• [Records]:
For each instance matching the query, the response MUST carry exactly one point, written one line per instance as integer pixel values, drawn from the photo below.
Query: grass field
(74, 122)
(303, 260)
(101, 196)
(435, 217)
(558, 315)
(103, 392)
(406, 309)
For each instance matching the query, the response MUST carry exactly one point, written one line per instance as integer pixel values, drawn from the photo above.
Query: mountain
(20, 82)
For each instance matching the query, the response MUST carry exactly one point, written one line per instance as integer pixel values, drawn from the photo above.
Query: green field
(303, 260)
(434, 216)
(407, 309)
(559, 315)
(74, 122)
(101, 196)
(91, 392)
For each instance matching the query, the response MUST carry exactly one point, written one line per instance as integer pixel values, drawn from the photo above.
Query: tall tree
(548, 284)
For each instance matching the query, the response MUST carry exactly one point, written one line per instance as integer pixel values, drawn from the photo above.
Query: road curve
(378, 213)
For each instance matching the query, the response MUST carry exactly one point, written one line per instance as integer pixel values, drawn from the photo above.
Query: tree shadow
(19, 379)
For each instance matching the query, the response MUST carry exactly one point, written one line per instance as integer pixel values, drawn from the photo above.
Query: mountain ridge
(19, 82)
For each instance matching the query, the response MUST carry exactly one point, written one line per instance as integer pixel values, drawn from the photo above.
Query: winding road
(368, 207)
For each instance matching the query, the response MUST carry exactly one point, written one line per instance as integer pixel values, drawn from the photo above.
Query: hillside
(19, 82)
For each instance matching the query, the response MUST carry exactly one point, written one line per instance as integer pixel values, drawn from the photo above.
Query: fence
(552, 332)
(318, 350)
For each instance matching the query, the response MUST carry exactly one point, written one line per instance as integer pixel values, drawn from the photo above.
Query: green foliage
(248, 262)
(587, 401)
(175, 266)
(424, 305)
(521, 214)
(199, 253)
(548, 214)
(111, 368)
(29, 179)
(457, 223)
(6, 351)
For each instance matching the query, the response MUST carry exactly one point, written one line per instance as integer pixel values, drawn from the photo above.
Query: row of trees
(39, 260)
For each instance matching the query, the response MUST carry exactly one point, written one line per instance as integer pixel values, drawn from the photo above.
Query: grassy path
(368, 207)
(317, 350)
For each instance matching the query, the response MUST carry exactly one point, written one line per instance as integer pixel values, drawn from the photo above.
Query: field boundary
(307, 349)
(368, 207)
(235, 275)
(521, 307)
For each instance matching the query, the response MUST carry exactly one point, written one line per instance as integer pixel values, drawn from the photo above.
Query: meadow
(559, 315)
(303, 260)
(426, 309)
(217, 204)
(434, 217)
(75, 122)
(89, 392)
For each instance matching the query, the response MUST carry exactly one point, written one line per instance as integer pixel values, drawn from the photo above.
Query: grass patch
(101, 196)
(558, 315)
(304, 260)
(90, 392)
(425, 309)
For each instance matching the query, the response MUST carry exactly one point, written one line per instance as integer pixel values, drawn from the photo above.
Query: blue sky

• [Set task]: Pick out and copy every line of the listing above that contains the word "road". Treat capital and lowercase letters as different.

• [Expected answer]:
Query: road curve
Query: winding road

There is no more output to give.